Format the rows from the beginning through the line containing "398 149 450 190" as a two-column CSV with the headers instruction and answer, giving one line per row. Put each field in double quotes, replace line breaks inside a field with spaces, and omit the pictures.

Dataset excerpt
━━━━━━

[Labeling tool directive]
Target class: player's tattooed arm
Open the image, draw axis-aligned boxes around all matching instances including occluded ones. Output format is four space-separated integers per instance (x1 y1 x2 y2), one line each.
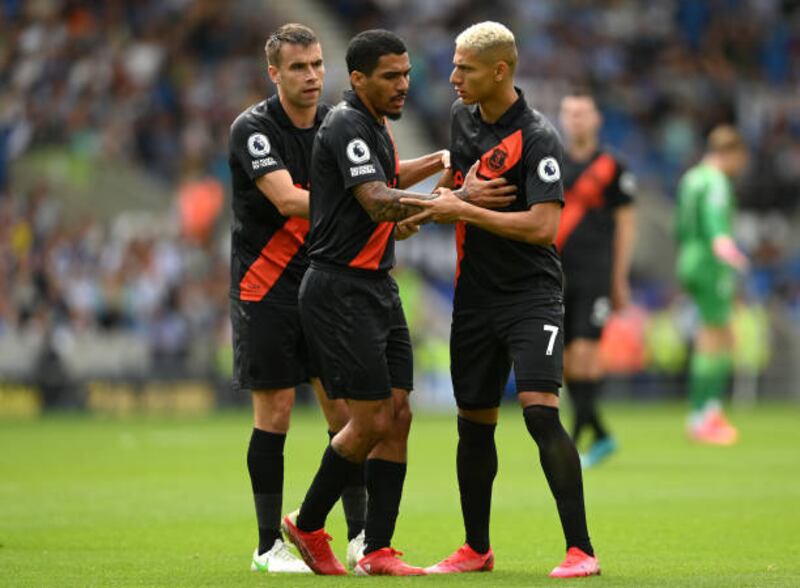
353 182 438 223
398 149 450 190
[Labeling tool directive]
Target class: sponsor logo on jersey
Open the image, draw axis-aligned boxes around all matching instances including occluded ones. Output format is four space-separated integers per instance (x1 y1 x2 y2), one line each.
253 157 278 169
486 147 508 171
247 133 269 157
536 157 561 183
350 163 375 178
347 139 370 164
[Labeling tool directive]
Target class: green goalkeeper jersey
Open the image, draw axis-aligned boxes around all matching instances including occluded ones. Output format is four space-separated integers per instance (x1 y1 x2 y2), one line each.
675 163 735 284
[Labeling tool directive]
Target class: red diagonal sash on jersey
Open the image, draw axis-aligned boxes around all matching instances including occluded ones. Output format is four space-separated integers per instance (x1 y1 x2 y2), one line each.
239 217 309 302
350 221 394 270
453 129 522 283
556 153 617 251
349 123 400 270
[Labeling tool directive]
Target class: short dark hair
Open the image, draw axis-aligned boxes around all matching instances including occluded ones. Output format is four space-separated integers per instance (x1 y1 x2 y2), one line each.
264 22 319 67
706 124 747 153
347 29 408 75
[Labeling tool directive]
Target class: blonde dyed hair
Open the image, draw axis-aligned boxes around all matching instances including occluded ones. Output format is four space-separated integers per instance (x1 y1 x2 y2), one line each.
456 20 517 71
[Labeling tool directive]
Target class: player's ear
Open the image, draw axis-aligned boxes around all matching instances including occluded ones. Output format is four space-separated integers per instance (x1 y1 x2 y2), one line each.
494 61 511 82
350 70 367 90
267 65 281 86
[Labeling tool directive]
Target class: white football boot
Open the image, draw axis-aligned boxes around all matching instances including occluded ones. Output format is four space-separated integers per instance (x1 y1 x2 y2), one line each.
250 539 311 574
347 529 365 570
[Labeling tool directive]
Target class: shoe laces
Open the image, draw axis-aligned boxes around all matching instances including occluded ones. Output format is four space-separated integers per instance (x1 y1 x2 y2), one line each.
272 541 297 562
309 531 333 546
562 547 589 567
378 547 403 557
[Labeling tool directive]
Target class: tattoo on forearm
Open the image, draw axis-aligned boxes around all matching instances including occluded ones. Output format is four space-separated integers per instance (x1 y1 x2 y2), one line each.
353 182 436 222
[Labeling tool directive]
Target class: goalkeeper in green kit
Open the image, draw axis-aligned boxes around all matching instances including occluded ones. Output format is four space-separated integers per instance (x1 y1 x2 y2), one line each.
675 125 748 445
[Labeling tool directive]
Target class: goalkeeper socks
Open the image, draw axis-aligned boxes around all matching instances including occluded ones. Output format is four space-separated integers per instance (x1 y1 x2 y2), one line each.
247 428 286 555
364 459 406 555
523 405 594 555
567 380 608 443
689 351 732 414
296 445 361 533
456 417 497 554
328 431 367 541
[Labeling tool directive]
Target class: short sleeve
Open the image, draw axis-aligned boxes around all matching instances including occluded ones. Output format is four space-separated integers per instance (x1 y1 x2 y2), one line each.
700 174 731 239
325 111 386 189
230 116 286 180
524 127 564 208
606 160 637 208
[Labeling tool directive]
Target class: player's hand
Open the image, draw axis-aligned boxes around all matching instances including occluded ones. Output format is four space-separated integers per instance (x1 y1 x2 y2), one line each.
400 188 469 224
461 161 517 208
394 222 419 241
439 149 450 169
611 280 631 312
711 235 750 274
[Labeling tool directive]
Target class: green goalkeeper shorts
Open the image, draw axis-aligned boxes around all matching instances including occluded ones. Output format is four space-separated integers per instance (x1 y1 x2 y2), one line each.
678 254 736 326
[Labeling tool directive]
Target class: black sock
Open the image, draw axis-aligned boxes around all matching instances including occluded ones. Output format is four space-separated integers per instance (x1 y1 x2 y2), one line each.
456 417 497 553
328 431 367 541
567 380 591 443
364 459 406 555
523 405 594 555
567 380 608 442
247 429 286 555
297 445 361 532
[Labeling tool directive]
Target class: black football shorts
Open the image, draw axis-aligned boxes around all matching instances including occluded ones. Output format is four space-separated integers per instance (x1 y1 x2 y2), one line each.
564 273 611 345
300 267 414 400
231 300 316 391
450 300 564 410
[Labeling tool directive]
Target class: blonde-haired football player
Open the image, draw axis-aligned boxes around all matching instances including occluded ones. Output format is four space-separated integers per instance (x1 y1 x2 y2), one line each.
401 22 600 578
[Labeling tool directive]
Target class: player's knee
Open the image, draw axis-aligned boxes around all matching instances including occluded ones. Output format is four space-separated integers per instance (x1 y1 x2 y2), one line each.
394 402 414 437
522 404 561 441
253 392 294 432
325 400 350 432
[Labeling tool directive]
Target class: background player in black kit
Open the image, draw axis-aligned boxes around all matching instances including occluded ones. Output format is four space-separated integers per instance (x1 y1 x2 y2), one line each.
284 30 514 575
401 22 600 577
556 89 636 468
229 24 366 572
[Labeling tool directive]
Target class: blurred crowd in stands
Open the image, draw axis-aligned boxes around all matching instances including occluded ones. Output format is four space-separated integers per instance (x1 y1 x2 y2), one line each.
0 0 800 392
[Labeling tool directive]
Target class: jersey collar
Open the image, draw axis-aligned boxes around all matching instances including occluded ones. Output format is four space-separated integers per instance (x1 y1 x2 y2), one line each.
267 92 325 130
342 90 383 127
472 86 528 128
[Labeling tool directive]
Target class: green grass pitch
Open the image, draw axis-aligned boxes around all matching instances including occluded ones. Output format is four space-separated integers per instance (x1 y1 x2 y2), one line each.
0 404 800 588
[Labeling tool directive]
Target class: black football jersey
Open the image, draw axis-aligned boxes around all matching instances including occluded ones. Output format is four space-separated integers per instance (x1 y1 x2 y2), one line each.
308 90 400 272
556 150 636 281
450 90 564 307
228 95 329 304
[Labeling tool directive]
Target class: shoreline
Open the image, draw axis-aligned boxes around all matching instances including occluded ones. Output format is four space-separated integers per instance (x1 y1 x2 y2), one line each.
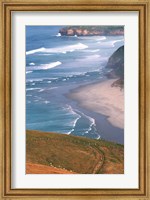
67 79 124 129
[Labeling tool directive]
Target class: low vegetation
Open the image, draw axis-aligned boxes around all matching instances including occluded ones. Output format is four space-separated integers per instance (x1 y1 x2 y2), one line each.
26 130 124 174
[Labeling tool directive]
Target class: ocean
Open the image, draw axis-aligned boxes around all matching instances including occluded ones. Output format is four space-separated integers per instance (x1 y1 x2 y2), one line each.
26 26 124 140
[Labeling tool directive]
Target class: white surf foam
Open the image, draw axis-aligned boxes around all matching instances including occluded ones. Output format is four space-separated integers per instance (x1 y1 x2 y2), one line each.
98 40 123 47
29 63 35 65
97 36 106 41
26 88 41 91
56 33 61 37
26 71 33 74
27 61 62 70
26 47 45 55
26 43 88 55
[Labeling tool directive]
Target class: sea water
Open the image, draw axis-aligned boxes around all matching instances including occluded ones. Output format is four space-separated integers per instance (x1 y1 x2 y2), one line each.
26 26 124 138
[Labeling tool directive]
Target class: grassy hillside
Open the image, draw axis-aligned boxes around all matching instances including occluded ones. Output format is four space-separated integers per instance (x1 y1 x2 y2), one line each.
26 130 124 174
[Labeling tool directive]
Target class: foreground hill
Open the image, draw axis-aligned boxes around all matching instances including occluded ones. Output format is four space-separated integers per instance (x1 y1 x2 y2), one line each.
26 130 124 174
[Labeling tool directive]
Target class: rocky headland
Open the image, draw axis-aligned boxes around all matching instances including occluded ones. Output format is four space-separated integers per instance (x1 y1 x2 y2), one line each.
59 26 124 36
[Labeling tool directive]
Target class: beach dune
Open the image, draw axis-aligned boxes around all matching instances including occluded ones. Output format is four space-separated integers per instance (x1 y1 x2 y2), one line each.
69 79 124 129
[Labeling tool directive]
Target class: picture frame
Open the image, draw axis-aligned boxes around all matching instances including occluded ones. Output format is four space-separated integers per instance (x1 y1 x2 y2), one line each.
0 0 150 199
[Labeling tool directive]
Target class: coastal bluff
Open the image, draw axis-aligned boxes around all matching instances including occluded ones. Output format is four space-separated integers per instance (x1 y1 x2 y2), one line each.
106 46 124 88
59 26 124 36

━━━━━━

## Correct output
instruction,answer
"[Labeling tool directive] Target class: player's tattooed arm Open the image, draw axis-aligned boxes around all matching instances including occluded ones. Output format is four space-separated integers per instance (x1 y1 x2 y2), one line each.","353 182 438 223 398 149 450 190"